Passage:
◇ ◇ ◇ ◇ ◇
Why Private Equity Firms Are Rethinking Technology Leadership
- Charles Baker
- 3 days ago
- 10 min read

I wanted to write this because I'm in an unusual position to speak to it. I spend a significant amount of time working with two groups who often don't know each other: exceptional technology leaders trying to break into private equity, and partners at PE firms struggling to work out exactly what DNA they're looking for in a technology operating partner or portco tech leader who can genuinely exploit the value that new technology can drive. And I'll note: I hesitate to single out AI as the only technology that matters here, even if it's the one dominating the conversation right now.
What makes my vantage point a little different is that I'm not just finding these leaders for PE firms. I'm also working with firms to assess candidates and design success profiles for roles that don't yet have a clear blueprint, and then working closely with the appointed leader through six months of executive integration coaching to support how these leaders land and embed. That means I'm not just seeing who gets hired. I'm seeing, anecdotally, what actually happens next. I hear a lot...
◇ ◇ ◇ ◇ ◇
About this task: Carry on the article about why private equity firms are rethinking technology leadership from the point where it stops. The lines after this come from a separate source.
◇ ◇ ◇ ◇ ◇
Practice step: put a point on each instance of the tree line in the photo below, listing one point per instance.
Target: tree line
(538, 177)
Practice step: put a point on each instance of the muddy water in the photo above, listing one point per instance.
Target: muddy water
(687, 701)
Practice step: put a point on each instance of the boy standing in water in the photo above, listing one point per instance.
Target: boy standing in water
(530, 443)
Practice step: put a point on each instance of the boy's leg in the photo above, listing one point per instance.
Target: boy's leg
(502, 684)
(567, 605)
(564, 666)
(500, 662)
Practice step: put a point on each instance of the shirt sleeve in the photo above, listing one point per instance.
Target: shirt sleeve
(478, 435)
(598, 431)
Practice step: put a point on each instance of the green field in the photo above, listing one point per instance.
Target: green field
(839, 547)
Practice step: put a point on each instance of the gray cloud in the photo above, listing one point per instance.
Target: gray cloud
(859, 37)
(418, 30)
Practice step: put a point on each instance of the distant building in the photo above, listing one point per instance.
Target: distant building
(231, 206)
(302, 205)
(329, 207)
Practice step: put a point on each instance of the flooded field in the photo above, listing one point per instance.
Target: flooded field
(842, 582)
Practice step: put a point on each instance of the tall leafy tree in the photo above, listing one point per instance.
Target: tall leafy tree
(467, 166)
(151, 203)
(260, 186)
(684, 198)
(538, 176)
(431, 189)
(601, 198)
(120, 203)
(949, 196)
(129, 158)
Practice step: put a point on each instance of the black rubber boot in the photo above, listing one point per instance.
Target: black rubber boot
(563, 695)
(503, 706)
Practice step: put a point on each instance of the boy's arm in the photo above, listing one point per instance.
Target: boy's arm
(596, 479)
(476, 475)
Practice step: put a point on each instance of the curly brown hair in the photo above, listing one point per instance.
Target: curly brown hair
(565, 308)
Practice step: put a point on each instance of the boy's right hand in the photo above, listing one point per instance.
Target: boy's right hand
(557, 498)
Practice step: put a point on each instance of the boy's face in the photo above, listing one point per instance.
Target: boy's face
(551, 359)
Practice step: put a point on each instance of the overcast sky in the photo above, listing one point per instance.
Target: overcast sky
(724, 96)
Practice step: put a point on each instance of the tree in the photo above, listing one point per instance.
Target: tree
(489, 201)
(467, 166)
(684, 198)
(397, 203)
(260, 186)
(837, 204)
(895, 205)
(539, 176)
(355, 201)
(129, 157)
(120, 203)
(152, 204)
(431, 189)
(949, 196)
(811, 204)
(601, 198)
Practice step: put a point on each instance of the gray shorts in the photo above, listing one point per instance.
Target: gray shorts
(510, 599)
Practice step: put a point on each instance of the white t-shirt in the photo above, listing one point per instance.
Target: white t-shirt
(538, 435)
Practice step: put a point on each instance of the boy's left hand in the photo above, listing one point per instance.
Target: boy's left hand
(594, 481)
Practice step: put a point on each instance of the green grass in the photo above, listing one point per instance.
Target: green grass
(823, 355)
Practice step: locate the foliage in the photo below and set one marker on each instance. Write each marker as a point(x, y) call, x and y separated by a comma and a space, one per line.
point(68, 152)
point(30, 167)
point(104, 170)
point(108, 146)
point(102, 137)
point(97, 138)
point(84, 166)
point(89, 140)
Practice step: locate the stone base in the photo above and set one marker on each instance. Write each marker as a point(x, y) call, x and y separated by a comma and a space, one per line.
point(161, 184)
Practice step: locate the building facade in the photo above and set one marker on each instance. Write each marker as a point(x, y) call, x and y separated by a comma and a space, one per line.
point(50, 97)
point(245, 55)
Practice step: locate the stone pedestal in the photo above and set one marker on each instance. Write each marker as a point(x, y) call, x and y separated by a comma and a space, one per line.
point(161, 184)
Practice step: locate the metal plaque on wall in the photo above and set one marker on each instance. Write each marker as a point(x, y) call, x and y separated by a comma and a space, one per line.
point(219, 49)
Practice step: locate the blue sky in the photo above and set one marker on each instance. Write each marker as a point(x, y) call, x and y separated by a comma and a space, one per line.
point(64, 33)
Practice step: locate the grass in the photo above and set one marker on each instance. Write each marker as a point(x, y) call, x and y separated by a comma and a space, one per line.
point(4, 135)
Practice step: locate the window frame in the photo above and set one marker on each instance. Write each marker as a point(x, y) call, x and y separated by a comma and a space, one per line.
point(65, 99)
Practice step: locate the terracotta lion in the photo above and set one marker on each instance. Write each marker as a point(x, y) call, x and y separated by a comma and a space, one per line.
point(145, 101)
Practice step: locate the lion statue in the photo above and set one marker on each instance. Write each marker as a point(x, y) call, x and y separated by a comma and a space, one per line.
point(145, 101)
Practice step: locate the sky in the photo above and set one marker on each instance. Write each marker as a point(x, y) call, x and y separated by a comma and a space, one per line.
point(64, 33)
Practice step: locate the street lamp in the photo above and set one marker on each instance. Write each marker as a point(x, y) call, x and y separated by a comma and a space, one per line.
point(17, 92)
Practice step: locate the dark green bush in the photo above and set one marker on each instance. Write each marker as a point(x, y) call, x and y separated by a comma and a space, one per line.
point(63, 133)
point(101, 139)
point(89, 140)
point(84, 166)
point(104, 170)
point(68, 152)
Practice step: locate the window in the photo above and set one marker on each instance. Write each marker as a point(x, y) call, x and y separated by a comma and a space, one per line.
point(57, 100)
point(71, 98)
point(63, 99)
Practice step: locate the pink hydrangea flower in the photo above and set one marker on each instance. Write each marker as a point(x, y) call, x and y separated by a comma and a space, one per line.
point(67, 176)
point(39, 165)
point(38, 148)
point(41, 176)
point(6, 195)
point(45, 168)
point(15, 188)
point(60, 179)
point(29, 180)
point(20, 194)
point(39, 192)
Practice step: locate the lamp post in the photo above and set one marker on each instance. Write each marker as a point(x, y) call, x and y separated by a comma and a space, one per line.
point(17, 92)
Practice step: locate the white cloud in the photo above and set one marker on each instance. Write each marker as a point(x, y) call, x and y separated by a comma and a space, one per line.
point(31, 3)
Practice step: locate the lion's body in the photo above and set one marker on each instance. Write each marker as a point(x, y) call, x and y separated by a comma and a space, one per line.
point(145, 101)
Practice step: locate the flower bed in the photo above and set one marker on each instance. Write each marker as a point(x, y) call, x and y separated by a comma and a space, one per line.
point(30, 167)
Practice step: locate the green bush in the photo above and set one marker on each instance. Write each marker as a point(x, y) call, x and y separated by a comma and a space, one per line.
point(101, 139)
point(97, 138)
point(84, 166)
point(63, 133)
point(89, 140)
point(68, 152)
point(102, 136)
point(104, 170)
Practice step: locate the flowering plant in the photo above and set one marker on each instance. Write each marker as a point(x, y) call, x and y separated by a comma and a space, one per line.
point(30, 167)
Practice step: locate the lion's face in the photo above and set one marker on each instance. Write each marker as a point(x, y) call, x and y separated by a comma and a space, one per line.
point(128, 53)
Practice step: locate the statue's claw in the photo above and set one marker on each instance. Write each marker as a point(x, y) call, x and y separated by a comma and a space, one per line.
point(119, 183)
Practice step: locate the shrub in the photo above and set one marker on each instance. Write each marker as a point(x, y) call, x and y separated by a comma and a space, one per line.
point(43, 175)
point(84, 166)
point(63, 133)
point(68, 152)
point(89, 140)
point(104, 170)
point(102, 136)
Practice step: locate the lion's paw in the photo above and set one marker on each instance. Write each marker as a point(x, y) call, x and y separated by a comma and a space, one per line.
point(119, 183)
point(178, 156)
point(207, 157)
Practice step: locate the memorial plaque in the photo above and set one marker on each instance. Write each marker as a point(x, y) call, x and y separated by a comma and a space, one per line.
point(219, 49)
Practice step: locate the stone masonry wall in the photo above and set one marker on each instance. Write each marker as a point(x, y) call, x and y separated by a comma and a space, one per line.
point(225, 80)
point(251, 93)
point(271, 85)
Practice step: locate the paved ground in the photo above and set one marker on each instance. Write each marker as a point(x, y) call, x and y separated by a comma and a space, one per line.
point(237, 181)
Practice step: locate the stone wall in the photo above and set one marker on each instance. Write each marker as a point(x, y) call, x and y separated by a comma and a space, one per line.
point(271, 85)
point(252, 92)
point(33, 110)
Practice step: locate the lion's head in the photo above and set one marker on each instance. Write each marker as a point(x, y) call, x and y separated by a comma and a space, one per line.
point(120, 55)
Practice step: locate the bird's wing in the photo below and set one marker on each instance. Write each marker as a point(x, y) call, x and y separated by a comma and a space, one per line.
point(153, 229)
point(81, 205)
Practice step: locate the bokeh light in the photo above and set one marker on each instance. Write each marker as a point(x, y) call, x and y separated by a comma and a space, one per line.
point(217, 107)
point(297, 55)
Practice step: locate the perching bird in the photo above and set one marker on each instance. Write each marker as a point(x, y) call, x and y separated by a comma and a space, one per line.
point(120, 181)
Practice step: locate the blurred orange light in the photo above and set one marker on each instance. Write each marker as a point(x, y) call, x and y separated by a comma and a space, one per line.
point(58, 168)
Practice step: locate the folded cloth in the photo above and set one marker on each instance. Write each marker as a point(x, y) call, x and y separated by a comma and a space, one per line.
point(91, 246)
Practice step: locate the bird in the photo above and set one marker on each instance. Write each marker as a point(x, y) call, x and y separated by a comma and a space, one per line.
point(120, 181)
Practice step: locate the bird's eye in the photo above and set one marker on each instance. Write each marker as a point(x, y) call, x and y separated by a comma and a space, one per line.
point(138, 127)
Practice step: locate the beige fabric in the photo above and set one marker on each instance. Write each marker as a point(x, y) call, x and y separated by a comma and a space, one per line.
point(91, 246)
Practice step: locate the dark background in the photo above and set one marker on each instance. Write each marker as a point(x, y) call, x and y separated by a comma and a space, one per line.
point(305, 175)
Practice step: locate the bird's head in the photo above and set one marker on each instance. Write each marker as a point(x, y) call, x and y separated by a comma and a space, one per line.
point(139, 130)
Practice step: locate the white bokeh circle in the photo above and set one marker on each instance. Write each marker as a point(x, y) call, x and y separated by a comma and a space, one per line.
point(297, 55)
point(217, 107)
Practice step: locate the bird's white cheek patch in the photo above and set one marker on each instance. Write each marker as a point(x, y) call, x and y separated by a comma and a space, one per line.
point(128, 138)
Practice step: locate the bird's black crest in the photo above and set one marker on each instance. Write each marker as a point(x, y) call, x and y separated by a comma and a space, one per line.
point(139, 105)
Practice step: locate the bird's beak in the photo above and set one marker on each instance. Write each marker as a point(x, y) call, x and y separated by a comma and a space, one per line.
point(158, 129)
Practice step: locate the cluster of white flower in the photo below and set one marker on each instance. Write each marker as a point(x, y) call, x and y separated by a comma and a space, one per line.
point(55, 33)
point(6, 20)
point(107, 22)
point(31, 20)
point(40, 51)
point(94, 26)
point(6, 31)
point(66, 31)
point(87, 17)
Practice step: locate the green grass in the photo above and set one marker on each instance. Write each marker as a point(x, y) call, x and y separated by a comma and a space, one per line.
◇ ◇ ◇ ◇ ◇
Output of the task:
The Role Without A Blueprint
Private equity firms in Australia are in the middle of a hiring conversation that is proving more challenging than expected. The question on the table isn't whether AI and technology matter for portfolio value creation. That argument is well and truly settled. The question is who, specifically, should be responsible for turning that potential into a number a board will recognise, and what that person is actually supposed to look like.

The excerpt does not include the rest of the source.